Applications to set-aside statutory demand – legal principles
[47] Under s 289(2)(a) of the Companies Act 1993 (the Act), a statutory demand must be in respect of a “debt that is due”. It must also be for an amount which is not less than the “prescribed amount”.1
[48] Section 290(4) of the Act provides:
290 Court may set aside statutory demand
…
(4) The court may grant an application to set aside a statutory demand if it is satisfied that—
(a) there is a substantial dispute whether or not the debt is owing or is due; or
(b) the company appears to have a counterclaim, set-off, or cross-demand and the amount specified in the demand less the amount of the counterclaim, set-off, or cross-demand is less than the prescribed amount; or
(c) the demand ought to be set aside on other grounds.
[49] In Arrow Matting Systems Ltd v Impala Equities Ltd, I summarised the principles applicable under s 290(4) as follows:2
[40] …
(1) The applicant must show there is arguably a genuine and substantial dispute as to the existence of the debt. The task for the Court is not to resolve the dispute but to determine whether there is a substantial dispute that the debt is due.
(2) The mere assertion that a dispute exists is not sufficient.
Material, short of proof, is required to support the claim that the debt is disputed.

- [GIVEN MATERIAL]
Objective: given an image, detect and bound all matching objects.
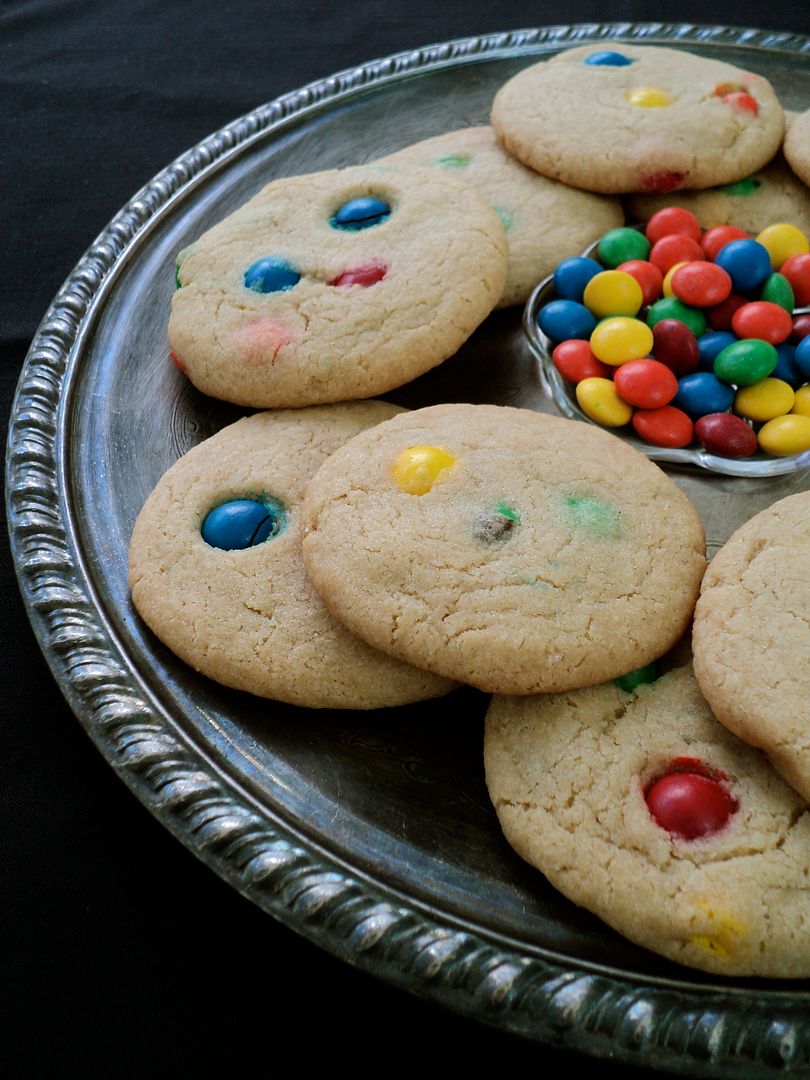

- [TO DO]
A) Please transcribe the statutory demand passage, starting with "[49] In Arrow" and going on through "debt is due.".
B) Answer these questions from the statutory demand passage:
(i) Under s 289(2)(a) of the Companies Act 1993, what must a statutory demand be in respect of?
(ii) In which case were the principles under s 290(4) summarized?
(iii) What is required to support the claim that a debt is disputed?
The material placed after this passage comes from a separate source.

- [THE RESULTS]
A)
[49] In Arrow Matting Systems Ltd v Impala Equities Ltd, I summarised the principles applicable under s 290(4) as follows:2
[40] …
(1) The applicant must show there is arguably a genuine and substantial dispute as to the existence of the debt. The task for the Court is not to resolve the dispute but to determine whether there is a substantial dispute that the debt is due.

B)
(i) A "debt that is due".
(ii) Arrow Matting Systems Ltd v Impala Equities Ltd.
(iii) Material, short of proof.